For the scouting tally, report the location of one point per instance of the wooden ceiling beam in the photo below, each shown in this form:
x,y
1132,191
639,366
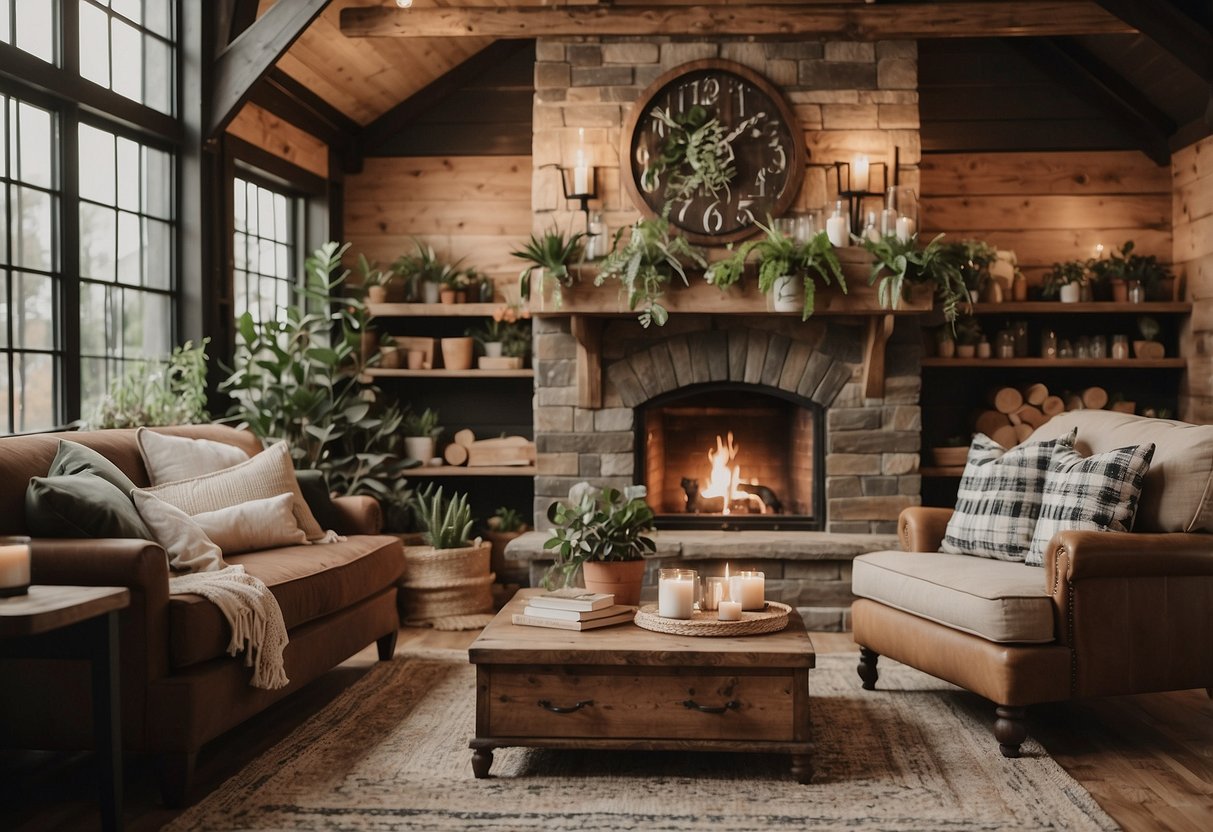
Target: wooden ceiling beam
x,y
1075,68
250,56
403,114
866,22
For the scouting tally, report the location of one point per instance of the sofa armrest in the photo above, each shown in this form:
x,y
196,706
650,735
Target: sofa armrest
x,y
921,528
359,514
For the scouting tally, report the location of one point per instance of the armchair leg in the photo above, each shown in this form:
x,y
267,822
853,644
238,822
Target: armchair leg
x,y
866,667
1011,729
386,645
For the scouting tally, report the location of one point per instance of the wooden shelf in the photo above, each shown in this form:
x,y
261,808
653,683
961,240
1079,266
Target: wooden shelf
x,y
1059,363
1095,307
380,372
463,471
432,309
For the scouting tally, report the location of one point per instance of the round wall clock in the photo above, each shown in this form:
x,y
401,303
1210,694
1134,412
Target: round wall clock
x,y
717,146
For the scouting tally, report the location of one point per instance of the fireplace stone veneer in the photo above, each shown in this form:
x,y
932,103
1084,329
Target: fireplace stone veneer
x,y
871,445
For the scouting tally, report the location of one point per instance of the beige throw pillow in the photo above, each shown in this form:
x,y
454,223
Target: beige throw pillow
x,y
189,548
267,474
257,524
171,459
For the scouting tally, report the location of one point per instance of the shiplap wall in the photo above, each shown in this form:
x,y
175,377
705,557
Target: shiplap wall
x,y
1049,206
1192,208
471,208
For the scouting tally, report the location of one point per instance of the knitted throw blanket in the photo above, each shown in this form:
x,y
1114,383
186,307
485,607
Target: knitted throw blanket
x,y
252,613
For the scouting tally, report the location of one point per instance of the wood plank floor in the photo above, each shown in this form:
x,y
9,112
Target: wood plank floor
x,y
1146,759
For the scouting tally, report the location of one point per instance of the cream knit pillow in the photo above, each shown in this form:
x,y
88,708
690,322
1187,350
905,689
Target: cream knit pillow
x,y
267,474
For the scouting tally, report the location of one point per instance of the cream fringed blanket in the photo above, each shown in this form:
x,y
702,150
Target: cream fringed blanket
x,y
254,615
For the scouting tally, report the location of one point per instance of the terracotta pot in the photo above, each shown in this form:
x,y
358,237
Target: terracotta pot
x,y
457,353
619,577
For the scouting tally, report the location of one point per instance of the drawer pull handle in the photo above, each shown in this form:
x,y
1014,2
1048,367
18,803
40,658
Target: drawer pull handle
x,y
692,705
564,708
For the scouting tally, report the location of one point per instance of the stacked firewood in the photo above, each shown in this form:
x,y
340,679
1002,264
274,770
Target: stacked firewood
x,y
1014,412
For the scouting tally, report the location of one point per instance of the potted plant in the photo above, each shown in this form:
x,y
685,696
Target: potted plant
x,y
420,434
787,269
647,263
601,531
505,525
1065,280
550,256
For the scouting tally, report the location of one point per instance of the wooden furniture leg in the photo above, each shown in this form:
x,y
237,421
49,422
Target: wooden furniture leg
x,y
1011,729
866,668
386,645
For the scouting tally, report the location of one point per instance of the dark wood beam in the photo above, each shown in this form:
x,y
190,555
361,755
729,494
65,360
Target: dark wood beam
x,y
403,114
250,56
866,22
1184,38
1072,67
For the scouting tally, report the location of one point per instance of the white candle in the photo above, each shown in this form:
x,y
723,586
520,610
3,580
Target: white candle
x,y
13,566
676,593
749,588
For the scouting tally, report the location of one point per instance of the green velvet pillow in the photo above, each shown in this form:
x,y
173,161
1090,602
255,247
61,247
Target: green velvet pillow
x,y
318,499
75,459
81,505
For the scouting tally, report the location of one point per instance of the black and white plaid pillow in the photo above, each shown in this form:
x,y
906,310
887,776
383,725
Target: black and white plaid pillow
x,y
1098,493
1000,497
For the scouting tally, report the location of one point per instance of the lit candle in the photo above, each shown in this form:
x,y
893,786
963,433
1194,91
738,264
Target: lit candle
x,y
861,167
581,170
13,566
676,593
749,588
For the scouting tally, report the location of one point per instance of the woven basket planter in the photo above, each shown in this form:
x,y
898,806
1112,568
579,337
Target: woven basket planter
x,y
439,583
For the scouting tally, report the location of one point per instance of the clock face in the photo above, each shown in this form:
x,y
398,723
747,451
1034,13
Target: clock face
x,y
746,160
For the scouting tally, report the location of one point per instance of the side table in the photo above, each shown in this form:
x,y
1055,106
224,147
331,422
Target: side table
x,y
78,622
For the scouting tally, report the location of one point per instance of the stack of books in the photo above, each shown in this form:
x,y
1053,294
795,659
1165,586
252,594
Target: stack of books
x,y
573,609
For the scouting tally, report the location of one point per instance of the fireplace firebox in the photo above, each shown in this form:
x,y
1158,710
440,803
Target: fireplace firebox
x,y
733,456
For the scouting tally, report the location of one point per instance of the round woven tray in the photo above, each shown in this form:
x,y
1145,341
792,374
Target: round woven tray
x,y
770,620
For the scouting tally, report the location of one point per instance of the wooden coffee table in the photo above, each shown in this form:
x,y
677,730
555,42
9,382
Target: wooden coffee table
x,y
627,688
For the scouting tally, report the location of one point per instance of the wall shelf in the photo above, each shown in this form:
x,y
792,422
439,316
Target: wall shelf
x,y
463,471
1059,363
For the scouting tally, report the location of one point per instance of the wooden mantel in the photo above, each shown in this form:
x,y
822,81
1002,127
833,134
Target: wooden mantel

§ **WHAT IS EXPECTED**:
Skipping the pictures, transcribe each line above exactly as it appears.

§ **ANSWER TO THIS PROBLEM**:
For the scouting tally, report the location of one point per instance of the wooden ceiling beam in the photo below, each shown in this form:
x,y
1132,191
639,366
Target: wooden ceiling beam
x,y
1075,68
250,56
403,114
866,22
For the scouting tally, report the location of one point per instance of the sofa armrest in the photo above, each shown in this form:
x,y
196,706
650,735
Target: sofa armrest
x,y
921,528
359,514
For the scouting tally, report the location of one point per instance of the armchair leg in the photo above, each shown in this form:
x,y
267,822
853,644
238,822
Target: armchair leg
x,y
866,667
1011,729
386,645
For the scouting tally, report the location of one point per instance of the wooden shelf in the photo above, each shown in this form:
x,y
261,808
653,683
961,240
1079,266
Target: wooden shelf
x,y
1059,363
1095,307
380,372
463,471
432,309
For the scouting tally, report the location of one point per instance of the round wall clock in the photo above, each shown in this form:
x,y
401,303
1210,694
1134,412
Target: round wall clock
x,y
717,146
For the scouting tally, report the location of one point per instance of the fireplace stone veneer in the photo above, each shown in this form:
x,y
932,103
1084,329
Target: fireplace stone veneer
x,y
871,445
For the scouting tally, report the location of one point per instance of the beige throw pillow in the photo above, each shown in this form:
x,y
454,223
Target: beige throw pillow
x,y
189,548
267,474
257,524
171,459
For the scouting tally, report the location of one point per instance of the shiplap wall in the photo above, each shown in this form:
x,y
175,377
705,557
Target: shiplap wall
x,y
1049,206
1192,208
471,208
For the scouting tally, report the location of one point per instance of the knitted throw blanket in the photo above, each shown in this form:
x,y
1114,383
186,307
485,607
Target: knitted throw blanket
x,y
252,613
For the scouting tally, report the location of one point per instance of the wood plank floor in the photo above, each shown in this form:
x,y
9,112
Target: wood plank floor
x,y
1146,759
For the scouting tally, report the location of one point per instance of the cream knit pillow in the photo above, each shown in this form:
x,y
88,708
690,322
1187,350
905,689
Target: cream knit pillow
x,y
267,474
For the scouting tally, report the location of one point per instance of the cream fringed blanket in the photo above, each shown in this form:
x,y
702,150
Target: cream fringed blanket
x,y
254,615
For the scouting tally, report the location of one point per instance of the terracotta pot in the photo above, each shown in this form:
x,y
358,237
Target: terracotta pot
x,y
457,353
619,577
For the scouting tally, report the location of one point per instance of the drawer pull handle in the photo above, each shown in this form:
x,y
1014,2
1048,367
18,803
40,658
Target: drawer pull handle
x,y
692,705
564,708
For the scouting tally, report the location of one point per instance of the stacked firewood in the photo above, each shown in this form:
x,y
340,679
1002,264
274,770
Target: stacked firewood
x,y
1014,412
For the scouting tally, report the location of one point per instance of the potted plant in the photo above, each shown in this form:
x,y
685,696
Target: potted plant
x,y
420,434
787,269
647,263
601,531
505,525
1065,280
550,256
For the scouting tally, report the location of one point per instance of the wooden furniture leg in the photo above, each shown in this form:
x,y
237,421
49,422
Target: wooden furniture leg
x,y
1011,729
866,668
386,645
For the scouting tally, report the location of one point per instance of the dark wood beam in the photo above, each shown in this form:
x,y
190,555
361,755
729,494
65,360
Target: dark wood beam
x,y
403,114
250,56
866,22
1184,38
1072,67
For the scouting tally, report the location of one point per instance of the white candle in the photo above, each shown in this form:
x,y
723,586
520,610
3,580
Target: white candle
x,y
13,566
676,593
749,588
For the scouting tally, report the location of one point per instance of the green velvet pillow in the photo above, each shown in this form:
x,y
173,161
1090,602
255,247
61,247
Target: green velvet pillow
x,y
318,499
75,459
81,505
For the scouting tally, report the location of one point per instance of the black and white plaid pillow in the photo above, each shown in this form:
x,y
906,310
887,776
383,725
Target: black and white plaid pillow
x,y
1098,493
1000,497
For the scouting tally, report the location of one point per instance of the lit candle in the photo above, each shown in this form:
x,y
893,786
963,433
1194,91
738,264
Target: lit candle
x,y
861,167
581,170
13,566
676,593
749,588
For the scouting tally, report the location of one point per instance of the woven basket planter in the photo above, each shown in this form:
x,y
898,806
1112,568
579,337
Target: woven basket planter
x,y
439,583
For the scouting tally, report the location of one point per instance of the clock face in the photo above, each shown in this form:
x,y
398,723
747,451
1034,13
Target: clock face
x,y
746,160
For the scouting tally, report the location of one point per instance of the side table in the photo above, each shown in this form:
x,y
1055,106
224,147
331,422
Target: side table
x,y
78,622
For the scouting tally, report the location of one point per instance of the stack of books in the photo above, each shown in this form:
x,y
1053,294
795,659
1165,586
252,594
Target: stack of books
x,y
573,609
For the scouting tally, report the location of one point per instance of the fireplace firebox in the photo above, each shown in this form:
x,y
1158,710
440,803
Target: fireplace firebox
x,y
733,456
For the scouting tally, report the location of one point per instance of the round woven tray in the photo above, each shown in this form:
x,y
1145,341
792,374
Target: round woven tray
x,y
770,620
For the scouting tally, report the location of one point per instance of the wooden coffee table in the photo above, each shown in this form:
x,y
677,730
555,42
9,382
Target: wooden coffee table
x,y
627,688
For the scouting tally, report the location of one point per instance of the wall shelf in the photo above, each shown in this form:
x,y
792,422
439,316
Target: wall shelf
x,y
463,471
1059,363
For the scouting tally, report the location of one point per instance of the wooden mantel in the photo above, each shown in this form:
x,y
822,81
1002,127
833,134
Target: wooden mantel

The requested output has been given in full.